## Short exercise
Using the data below, repeat all of it precisely.
-- Stored records start --
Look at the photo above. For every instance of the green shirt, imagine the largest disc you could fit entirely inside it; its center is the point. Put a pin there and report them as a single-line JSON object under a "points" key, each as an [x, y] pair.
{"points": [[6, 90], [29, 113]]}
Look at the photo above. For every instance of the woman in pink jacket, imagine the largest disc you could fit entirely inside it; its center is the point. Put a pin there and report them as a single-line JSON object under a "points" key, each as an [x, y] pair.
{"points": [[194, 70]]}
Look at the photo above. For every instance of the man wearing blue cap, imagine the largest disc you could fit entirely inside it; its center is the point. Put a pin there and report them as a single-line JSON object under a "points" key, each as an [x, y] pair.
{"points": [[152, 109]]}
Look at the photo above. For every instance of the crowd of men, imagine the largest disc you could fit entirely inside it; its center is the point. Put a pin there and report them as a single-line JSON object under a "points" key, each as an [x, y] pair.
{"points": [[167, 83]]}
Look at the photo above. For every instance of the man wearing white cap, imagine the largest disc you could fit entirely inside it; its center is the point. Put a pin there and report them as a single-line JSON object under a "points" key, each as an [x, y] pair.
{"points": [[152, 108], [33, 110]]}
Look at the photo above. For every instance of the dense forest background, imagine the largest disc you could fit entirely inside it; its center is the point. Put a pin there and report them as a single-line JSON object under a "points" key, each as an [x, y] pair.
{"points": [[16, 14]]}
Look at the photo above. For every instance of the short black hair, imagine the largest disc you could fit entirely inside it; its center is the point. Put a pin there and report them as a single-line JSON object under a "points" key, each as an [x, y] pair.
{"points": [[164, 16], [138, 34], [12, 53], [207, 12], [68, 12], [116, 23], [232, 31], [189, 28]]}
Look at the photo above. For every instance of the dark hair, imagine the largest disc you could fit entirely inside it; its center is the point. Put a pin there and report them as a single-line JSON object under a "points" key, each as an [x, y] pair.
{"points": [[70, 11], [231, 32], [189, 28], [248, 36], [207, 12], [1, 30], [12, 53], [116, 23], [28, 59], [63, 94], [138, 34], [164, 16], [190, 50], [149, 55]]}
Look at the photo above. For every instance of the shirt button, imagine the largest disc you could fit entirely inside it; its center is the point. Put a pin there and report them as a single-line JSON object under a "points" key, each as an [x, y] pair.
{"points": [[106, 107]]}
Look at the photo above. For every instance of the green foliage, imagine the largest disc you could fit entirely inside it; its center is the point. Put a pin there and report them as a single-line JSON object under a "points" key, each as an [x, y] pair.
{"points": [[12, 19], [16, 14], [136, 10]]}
-- Stored records end --
## Task output
Look at the photo above. For every instance of the green shirt, imagine the largest disc you could fit entirely inside it; its center is the point. Put a pin there and report them as a single-line JSON object under a "points" key, each as an [x, y] pair.
{"points": [[6, 90], [29, 113]]}
Look at the photo above. For every instance of the woman in pink jacket, imagine the largest disc you could fit entirely inside it; its center is the point. Put a pin there and report them as a single-line JSON object under a "points" key, each as an [x, y] pair.
{"points": [[194, 70]]}
Look at the photo above. For every instance of the man wearing blue cap, imagine the largest disc you could fit entirely inside it; its center is the point. Put a pin there and report them as a single-line JSON object under a "points" key, each as an [x, y] pair.
{"points": [[152, 109]]}
Look at the photo above. For every instance of the crowd of men, imagine the largest disc you could fit entirely inside it; its center is the point. Put a pin there and report them as a single-line JSON object under a "points" key, each as an [x, y] pair.
{"points": [[167, 83]]}
Look at the photo above. For every instance of the man wearing white cap, imagine the largest disc you could fit entirely inside it; its center is the point. Put a pin there and report them as a single-line JSON object under a "points" key, each as an [x, y] pair.
{"points": [[152, 108], [33, 110]]}
Look at the photo above. For every instance of the dense forest background, imagine the largest disc you could fit entirely inside it; its center is the point. Put a pin there and report them as a single-line JSON object under a "points" key, each as an [x, y] pair.
{"points": [[16, 14]]}
Look at the photo above. For every instance of the short black hair, imagine the largest disc you could fit entirely inside it; its center is the point. Put a pin there and report them as a single-line JSON object under a "points" key, each as an [x, y] pair.
{"points": [[164, 16], [138, 34], [12, 53], [207, 12], [68, 12], [116, 23], [232, 31], [189, 28]]}
Look at the photo above. For every instance of the dark hair, imagine the largest disc you could fit entirely inside it; its center is the point. Put a pin there and report them as a single-line JSON object under a "points" key, each as an [x, y] pair.
{"points": [[70, 11], [231, 32], [189, 28], [248, 36], [207, 12], [1, 30], [12, 53], [116, 23], [28, 59], [63, 94], [138, 34], [164, 16], [190, 50], [149, 55]]}
Look at the photo above. For every instance of the shirt button, imagine the largest disc you could fit entirely inside it; its center is the point. Put a pin there and report them as a single-line JSON object under a "points" key, each as an [x, y] pair.
{"points": [[106, 107]]}
Look at the photo above. For every instance of the green foliage, imagine the largest disc you could fit entirely inside it; its center is the point. Put a pin there and report them as a single-line JSON object under a "points" key, each as an [x, y] pair.
{"points": [[12, 19], [16, 14], [136, 10]]}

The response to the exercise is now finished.